Object location notes:
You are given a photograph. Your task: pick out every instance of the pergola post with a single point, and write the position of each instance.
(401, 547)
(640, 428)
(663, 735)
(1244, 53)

**Challenge**: Write out every one of the records above again, word for word, keeping each line the same.

**Output for this exercise**:
You are given a photograph. Your task: pick out every instance of the pergola post with a single point, and write the position of each instance.
(401, 547)
(640, 428)
(663, 735)
(1244, 53)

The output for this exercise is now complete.